What you have to do:
Can you retype the account of St. Placilla from "Valens, emperor of" to "the Empress consort.", inclusive, word for word?

Excerpted passage:
|St. Placilla the Empress (Feast Day - September 14)|
Earth’s fading crown Placilla left behind,
Finding an unfading crown of glory in the heavens.
Placilla, more popularly known as Aelia Flavia Flaccilla, was born on 31 March 356. The daughter of Antonius the prefect of Gaul, she was born in Spain and therefore was of Hispanian Roman descent. In about 375–376, Placilla married Theodosius I, a son of Count Theodosius. At the time Theodosius had fallen out of favor with Valentinian I and had withdrawn to civilian life in Cauca, Gallaecia. Their first son Arcadius was born prior to the elevation of his parents on the throne. Their second son Honorius was born on 9 September 384. Their daughter Pulcheria has been suggested to have been born prior to the elevation of her parents to the throne. She predeceased her parents as mentioned in the writings of Gregory of Nyssa. A younger Gratian - mentioned alongside the imperial children by Ambrose - has at times been suggested as a third son; however, Gregory of Nyssa reports the existence of only three imperial children and other sources do not mention Gratian. Gratian was possibly a relation of some sort but not an actual member of the Theodosian dynasty.
Valens, emperor of the Eastern Roman Empire was killed in the Battle of Adrianople (9 August 378). His nephew Gratian, Emperor of the Western Roman Empire, was his heir and assumed control of the Eastern Empire with his younger half-brother Valentinian II as his nominal co-ruler. On 19 January, Gratian declared Theodosius, magister militum per Illyricum, to be his new colleague in the Eastern Roman Empire. Theodosius seems to have been the senior officer of Roman origins available for promotion at the time. At this point Placilla became the Empress consort.

Raw records:
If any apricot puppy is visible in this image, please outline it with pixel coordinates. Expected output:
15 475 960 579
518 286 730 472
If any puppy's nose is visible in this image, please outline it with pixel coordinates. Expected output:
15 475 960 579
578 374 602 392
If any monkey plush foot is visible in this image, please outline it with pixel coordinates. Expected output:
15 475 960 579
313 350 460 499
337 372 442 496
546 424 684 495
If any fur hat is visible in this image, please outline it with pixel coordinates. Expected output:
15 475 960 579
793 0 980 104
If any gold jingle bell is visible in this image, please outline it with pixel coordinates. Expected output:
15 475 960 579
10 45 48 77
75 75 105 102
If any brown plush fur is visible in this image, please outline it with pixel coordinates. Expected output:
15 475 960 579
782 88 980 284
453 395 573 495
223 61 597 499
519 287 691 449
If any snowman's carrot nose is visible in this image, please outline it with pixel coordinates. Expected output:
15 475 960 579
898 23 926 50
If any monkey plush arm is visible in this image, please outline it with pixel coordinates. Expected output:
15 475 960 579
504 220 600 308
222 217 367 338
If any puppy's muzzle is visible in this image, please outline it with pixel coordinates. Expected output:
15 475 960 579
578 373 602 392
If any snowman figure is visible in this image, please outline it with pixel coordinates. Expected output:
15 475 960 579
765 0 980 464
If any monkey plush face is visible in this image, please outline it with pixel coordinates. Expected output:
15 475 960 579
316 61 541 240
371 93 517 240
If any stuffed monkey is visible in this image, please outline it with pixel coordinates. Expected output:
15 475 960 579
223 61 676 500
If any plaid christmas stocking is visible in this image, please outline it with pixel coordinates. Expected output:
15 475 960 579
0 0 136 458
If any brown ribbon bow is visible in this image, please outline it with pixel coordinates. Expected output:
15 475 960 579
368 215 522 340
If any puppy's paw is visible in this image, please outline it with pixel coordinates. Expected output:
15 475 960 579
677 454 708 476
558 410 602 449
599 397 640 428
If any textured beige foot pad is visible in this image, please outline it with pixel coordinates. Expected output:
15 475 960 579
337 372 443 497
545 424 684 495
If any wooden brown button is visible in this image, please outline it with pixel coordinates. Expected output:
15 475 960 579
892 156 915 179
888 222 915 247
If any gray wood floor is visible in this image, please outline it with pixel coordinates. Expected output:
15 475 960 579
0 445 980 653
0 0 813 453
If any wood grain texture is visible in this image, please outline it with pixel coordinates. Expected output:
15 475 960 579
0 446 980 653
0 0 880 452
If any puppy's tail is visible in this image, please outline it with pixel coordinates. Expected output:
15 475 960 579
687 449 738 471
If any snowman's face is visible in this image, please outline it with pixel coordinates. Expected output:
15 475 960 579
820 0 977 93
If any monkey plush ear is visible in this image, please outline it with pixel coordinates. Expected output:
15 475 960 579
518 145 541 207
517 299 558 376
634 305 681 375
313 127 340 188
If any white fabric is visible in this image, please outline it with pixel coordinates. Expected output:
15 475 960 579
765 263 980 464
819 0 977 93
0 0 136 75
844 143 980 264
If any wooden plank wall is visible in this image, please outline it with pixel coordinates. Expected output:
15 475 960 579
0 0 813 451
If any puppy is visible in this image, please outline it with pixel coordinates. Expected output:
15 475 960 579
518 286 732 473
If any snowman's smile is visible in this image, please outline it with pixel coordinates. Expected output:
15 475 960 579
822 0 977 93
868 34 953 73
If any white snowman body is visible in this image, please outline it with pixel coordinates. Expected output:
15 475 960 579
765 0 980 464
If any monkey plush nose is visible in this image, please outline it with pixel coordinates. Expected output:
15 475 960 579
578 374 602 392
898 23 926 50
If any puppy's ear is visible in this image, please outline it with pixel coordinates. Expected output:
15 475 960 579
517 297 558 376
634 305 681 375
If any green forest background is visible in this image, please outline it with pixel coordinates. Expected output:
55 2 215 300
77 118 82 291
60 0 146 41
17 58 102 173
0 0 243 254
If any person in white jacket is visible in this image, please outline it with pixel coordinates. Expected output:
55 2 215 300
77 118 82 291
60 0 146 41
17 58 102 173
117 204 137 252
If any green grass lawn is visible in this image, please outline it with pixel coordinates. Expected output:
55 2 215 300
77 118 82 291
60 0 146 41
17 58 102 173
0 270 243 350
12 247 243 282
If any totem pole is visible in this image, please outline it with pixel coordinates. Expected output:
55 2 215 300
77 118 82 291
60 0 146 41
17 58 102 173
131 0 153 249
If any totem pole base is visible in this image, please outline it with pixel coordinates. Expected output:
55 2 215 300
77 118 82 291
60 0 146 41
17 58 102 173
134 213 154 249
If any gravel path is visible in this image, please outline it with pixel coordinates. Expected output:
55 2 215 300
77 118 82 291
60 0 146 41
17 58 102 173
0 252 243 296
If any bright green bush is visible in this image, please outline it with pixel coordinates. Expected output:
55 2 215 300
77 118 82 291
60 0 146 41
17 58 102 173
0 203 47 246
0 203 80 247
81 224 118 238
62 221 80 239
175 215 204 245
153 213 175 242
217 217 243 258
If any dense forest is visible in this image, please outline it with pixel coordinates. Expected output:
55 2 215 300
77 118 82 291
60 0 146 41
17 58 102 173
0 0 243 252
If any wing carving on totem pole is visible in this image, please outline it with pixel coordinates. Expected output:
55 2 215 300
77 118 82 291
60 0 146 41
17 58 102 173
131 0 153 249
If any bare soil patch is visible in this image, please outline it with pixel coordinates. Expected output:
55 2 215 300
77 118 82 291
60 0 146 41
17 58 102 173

Task response:
Valens, emperor of the Eastern Roman Empire was killed in the Battle of Adrianople (9 August 378). His nephew Gratian, Emperor of the Western Roman Empire, was his heir and assumed control of the Eastern Empire with his younger half-brother Valentinian II as his nominal co-ruler. On 19 January, Gratian declared Theodosius, magister militum per Illyricum, to be his new colleague in the Eastern Roman Empire. Theodosius seems to have been the senior officer of Roman origins available for promotion at the time. At this point Placilla became the Empress consort.